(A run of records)

========================

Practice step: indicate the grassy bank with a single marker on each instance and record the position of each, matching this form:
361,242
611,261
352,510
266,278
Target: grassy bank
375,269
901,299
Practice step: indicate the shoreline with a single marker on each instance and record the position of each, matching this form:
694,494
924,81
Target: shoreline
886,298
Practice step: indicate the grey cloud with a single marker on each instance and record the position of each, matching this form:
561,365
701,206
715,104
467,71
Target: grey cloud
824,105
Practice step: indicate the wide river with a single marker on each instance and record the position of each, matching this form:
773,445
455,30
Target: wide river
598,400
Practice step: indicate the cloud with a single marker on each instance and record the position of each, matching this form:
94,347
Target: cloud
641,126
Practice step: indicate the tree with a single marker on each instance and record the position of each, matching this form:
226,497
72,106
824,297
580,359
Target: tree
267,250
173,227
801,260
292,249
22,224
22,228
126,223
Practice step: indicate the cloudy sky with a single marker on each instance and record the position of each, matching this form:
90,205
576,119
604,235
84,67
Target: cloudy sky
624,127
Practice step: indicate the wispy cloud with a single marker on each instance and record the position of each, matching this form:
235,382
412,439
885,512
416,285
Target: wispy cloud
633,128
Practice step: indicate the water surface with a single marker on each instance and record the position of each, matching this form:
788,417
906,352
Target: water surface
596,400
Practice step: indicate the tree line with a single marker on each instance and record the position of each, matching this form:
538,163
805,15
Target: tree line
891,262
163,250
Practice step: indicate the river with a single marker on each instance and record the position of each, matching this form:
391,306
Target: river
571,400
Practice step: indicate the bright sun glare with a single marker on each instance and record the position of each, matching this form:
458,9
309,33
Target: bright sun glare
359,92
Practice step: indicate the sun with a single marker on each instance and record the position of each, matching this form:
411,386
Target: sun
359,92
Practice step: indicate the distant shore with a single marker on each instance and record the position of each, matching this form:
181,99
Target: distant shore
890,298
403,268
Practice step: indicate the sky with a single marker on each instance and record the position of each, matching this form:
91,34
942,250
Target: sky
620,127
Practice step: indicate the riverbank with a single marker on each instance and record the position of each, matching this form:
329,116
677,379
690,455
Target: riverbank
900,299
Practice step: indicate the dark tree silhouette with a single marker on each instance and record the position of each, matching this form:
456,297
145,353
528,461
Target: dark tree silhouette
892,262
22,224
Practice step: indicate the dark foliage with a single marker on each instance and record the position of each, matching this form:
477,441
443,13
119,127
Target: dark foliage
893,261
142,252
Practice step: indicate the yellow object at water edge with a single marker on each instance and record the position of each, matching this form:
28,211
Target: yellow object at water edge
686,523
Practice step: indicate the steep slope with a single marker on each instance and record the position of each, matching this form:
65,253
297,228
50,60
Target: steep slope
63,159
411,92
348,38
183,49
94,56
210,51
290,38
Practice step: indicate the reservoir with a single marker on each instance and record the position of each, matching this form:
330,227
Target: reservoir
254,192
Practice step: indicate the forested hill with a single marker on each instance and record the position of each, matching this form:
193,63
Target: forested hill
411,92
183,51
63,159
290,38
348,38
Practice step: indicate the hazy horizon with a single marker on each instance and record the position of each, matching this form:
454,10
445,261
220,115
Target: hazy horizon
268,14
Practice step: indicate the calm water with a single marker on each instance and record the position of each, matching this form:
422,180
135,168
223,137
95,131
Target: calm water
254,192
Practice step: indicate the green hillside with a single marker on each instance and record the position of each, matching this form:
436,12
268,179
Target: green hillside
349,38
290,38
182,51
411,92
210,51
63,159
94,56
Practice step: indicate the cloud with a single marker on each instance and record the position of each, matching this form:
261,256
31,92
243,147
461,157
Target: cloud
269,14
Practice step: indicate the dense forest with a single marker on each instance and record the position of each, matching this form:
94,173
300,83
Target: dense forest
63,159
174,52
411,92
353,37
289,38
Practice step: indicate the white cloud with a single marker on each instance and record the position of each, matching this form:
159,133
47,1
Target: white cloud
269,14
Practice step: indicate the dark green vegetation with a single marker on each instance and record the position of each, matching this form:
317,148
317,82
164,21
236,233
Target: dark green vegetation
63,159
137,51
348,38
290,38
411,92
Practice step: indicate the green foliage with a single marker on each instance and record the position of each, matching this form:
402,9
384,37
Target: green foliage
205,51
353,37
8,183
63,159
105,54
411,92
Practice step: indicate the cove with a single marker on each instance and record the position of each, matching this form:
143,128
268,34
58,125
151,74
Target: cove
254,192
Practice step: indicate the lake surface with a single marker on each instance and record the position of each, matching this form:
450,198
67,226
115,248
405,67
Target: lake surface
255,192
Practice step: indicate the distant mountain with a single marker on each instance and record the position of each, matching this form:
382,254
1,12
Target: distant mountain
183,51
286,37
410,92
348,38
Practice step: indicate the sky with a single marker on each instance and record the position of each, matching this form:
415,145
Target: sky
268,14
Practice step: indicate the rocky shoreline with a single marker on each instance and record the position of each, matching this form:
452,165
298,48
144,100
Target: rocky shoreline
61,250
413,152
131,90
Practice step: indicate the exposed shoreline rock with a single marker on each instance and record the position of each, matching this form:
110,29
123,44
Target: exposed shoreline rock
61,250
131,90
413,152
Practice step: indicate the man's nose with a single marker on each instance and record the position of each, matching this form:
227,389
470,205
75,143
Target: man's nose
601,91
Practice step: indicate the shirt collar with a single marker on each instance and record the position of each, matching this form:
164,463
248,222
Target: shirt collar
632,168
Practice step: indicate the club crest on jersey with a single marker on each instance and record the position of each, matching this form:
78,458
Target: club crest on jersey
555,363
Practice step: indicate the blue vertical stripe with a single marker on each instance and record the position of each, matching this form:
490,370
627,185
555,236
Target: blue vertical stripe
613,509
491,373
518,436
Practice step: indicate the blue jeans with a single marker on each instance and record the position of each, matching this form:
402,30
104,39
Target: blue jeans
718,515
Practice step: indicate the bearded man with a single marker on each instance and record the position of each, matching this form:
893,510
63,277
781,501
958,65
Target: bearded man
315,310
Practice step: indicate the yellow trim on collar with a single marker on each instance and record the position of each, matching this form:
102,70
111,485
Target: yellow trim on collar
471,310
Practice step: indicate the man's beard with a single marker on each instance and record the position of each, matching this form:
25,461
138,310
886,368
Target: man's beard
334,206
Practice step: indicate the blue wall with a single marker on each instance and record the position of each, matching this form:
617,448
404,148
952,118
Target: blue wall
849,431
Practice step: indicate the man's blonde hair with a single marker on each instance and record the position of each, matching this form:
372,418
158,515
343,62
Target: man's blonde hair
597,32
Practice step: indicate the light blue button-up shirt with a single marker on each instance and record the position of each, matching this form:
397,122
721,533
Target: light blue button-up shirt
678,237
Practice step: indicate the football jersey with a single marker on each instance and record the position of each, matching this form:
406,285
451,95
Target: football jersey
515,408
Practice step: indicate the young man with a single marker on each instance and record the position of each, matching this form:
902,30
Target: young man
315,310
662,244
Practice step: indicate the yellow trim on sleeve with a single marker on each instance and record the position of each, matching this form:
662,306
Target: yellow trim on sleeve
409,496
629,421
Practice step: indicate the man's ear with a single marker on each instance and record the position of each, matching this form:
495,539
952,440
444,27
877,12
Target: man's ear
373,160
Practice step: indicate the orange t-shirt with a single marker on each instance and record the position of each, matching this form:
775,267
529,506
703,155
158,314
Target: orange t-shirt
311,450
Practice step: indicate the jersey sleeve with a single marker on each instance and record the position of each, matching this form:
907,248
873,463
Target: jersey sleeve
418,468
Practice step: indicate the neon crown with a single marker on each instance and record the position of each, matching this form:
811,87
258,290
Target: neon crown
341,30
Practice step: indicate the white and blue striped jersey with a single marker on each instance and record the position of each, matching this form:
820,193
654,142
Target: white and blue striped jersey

========================

■ **DIRECTIVE**
Reproduce verbatim the lines of the rows from the one containing "Practice step: indicate the neon" through the final line of the rows, both ends included.

■ **WRITTEN ANSWER**
Practice step: indicate the neon crown with a single marker on each instance and record the position of each, matching this form:
811,87
258,290
Target: neon crown
341,30
Practice step: indicate the white and blue striped jersey with a single marker on each instance and record the position of each, matching this form:
820,193
654,142
Target: white and blue striped jersey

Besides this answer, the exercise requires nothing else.